Output every line of the records below as a JSON list of strings, one string per line, with blank lines left out.

+ + +

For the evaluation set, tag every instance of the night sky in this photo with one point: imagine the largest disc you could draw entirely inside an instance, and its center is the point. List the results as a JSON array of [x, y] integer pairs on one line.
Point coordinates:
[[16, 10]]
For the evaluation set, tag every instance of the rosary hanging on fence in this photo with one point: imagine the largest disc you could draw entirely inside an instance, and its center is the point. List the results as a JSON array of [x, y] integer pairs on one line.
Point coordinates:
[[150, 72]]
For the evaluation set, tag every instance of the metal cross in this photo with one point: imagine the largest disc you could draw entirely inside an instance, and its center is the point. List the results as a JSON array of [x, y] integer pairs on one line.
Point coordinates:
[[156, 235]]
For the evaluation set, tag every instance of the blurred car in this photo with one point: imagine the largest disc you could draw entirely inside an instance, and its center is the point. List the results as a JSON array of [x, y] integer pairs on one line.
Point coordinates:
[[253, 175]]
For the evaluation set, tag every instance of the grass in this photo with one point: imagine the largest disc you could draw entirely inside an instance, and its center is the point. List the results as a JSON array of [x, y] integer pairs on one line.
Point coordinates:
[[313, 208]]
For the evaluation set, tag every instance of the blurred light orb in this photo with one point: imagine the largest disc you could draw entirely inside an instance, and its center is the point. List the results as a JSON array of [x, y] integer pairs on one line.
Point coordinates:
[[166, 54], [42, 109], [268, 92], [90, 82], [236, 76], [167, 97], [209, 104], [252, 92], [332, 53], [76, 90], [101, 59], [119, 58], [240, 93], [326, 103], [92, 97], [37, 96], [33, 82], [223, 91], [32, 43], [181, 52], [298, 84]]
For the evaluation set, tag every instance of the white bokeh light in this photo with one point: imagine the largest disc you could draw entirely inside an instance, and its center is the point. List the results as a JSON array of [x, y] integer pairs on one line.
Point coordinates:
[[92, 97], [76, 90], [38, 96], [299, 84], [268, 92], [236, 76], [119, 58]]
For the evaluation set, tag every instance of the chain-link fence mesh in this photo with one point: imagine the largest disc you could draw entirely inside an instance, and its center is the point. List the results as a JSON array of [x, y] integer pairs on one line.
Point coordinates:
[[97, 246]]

+ + +

:: SOLVED EXERCISE ::
[
  "For the evaluation set, tag every instance of the night sky in this photo with one point: imagine the largest disc you could draw entirely inside an instance, and its center is the point. List the results as a JSON array of [x, y] integer pairs on one line.",
  "Point coordinates:",
  "[[16, 10]]",
  "For the evaluation set, tag every instance of the rosary hanging on fence in this photo with one point: imagine the largest disc you could draw entirely inside an instance, and its center is the point. List the results as a JSON array of [x, y] integer pairs on one line.",
  "Point coordinates:",
  "[[150, 72]]",
  "For the evaluation set, tag every instance of the metal cross in this photo with one point: imagine the largest disc you could draw entirely inside an instance, and its center is the point. List the results as a JSON array of [x, y] integer pairs on one line.",
  "Point coordinates:",
  "[[156, 235]]",
  "For the evaluation set, tag every instance of the blurred car in this photo with one point: imagine the largest disc you could draw entirely inside an instance, and its center is the point. List the results as a JSON array of [x, y] integer pairs on one line.",
  "Point coordinates:",
  "[[253, 175]]",
  "For the evaluation set, tag every instance of the grass in this photo with one point: imagine the largest disc you could draw entirely inside an instance, and its center is the point. List the results as a JSON array of [x, y] integer pairs on one line.",
  "Point coordinates:",
  "[[313, 208]]",
  "For the evaluation set, tag every instance of the blurred light orb in this photo with one point: imagine the largest disc you could draw entirely inside an instance, and its center is the point. List the results as a JSON array of [x, y] integer pairs on one line.",
  "Point coordinates:",
  "[[166, 54], [42, 109], [268, 92], [90, 82], [236, 76], [167, 97], [209, 104], [252, 92], [332, 53], [76, 90], [101, 59], [119, 58], [240, 93], [326, 103], [92, 97], [37, 96], [33, 82], [223, 91], [32, 43], [181, 52], [298, 84]]",
  "For the evaluation set, tag every instance of the white bokeh light in this photo with one point: imagine the largest disc you could draw entirely inside an instance, and its center is the point. List the results as a JSON array of [x, y] integer pairs on one line.",
  "Point coordinates:",
  "[[92, 97], [76, 90], [38, 96], [299, 84], [268, 92], [236, 76], [119, 58]]",
  "For the evaluation set, tag every instance of the chain-link fence mesh in this photo with one point: imagine the largest disc you could draw entirely inside an instance, and its center is the point. List the results as a JSON array of [x, y] integer pairs on one line.",
  "Point coordinates:",
  "[[97, 246]]"
]